## EXCERPTED DATA
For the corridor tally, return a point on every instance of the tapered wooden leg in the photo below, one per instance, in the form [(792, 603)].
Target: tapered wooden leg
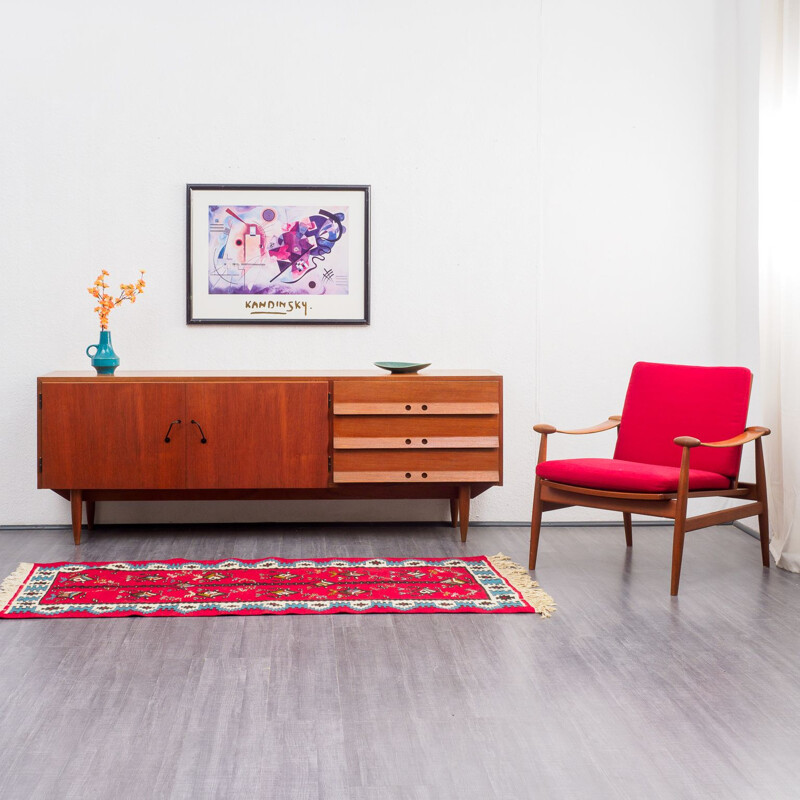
[(90, 514), (463, 510), (763, 517), (536, 523), (75, 498), (677, 554), (680, 522)]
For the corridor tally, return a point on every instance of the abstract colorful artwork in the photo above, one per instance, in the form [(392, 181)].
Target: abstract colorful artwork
[(178, 588), (280, 250), (278, 254)]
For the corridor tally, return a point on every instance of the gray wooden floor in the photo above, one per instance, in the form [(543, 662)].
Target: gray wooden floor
[(623, 693)]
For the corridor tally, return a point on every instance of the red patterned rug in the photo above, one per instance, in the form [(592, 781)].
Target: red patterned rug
[(181, 588)]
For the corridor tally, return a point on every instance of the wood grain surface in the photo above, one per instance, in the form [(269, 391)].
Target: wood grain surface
[(623, 694)]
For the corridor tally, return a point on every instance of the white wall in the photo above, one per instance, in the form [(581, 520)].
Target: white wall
[(554, 197)]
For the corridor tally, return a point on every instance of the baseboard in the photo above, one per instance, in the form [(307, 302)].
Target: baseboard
[(472, 524), (747, 529)]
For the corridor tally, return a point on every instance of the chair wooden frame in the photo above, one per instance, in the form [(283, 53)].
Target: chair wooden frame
[(549, 495)]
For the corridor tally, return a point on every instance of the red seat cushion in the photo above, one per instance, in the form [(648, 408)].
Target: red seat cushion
[(669, 400), (615, 475)]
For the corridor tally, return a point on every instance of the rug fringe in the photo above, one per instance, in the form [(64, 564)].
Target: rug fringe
[(527, 586), (10, 585)]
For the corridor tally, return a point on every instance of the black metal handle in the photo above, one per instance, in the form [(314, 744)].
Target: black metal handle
[(203, 439), (174, 422)]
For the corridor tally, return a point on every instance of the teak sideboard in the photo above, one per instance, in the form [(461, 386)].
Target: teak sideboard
[(263, 435)]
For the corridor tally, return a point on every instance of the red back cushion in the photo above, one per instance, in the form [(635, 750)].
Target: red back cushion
[(669, 400)]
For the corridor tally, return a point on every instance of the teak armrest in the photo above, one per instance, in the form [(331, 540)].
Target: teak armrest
[(748, 435), (609, 424), (546, 430)]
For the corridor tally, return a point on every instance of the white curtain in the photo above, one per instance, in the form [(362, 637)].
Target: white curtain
[(779, 269)]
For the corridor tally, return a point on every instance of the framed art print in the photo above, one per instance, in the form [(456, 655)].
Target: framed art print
[(277, 254)]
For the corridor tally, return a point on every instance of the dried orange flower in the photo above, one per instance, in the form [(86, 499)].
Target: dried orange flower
[(128, 291)]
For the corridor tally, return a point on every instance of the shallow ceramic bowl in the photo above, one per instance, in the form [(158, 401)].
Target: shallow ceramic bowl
[(400, 367)]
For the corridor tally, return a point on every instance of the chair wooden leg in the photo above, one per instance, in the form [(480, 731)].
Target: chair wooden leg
[(679, 532), (677, 554), (536, 523), (75, 499), (761, 490), (463, 510), (626, 521), (454, 511)]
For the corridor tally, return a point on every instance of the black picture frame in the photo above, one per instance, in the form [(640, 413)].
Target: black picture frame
[(289, 289)]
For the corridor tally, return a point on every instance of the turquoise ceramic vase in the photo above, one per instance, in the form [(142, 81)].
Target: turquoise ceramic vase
[(104, 359)]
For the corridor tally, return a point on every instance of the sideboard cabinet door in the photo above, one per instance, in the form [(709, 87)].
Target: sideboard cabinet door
[(105, 435), (258, 435)]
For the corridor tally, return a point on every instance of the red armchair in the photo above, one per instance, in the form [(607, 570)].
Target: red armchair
[(680, 436)]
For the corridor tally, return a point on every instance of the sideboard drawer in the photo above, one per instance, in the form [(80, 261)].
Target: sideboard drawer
[(417, 476), (395, 432), (425, 463), (417, 397)]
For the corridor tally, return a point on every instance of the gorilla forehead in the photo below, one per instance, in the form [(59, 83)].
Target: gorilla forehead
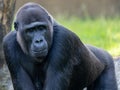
[(31, 12)]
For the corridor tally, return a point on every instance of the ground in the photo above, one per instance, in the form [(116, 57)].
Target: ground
[(6, 84)]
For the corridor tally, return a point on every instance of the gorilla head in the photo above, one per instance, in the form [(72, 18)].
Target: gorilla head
[(34, 28)]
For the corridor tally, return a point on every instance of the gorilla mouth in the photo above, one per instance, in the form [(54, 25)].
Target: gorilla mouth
[(39, 53)]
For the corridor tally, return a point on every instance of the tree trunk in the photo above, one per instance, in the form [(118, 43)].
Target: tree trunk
[(7, 8)]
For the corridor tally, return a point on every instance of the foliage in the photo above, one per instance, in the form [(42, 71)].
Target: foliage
[(100, 32)]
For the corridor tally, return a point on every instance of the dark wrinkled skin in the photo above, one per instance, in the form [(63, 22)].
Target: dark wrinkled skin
[(43, 55)]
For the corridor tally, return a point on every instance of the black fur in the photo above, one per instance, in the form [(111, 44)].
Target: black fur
[(68, 65)]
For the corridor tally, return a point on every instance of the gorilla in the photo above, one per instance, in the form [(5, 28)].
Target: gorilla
[(43, 55)]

## WHAT IS BEING ASKED
All of the lines above that carry the string "below" need to be found and copied.

## OUTPUT OF THE EXERCISE
For the corridor tally, return a point on every instance of the tapered wooden leg in the photo below, one per instance, in the form [(792, 603)].
For the corridor tally, return a point on every instance of the gorilla forehead in the photo below, one per instance, in the form [(59, 83)].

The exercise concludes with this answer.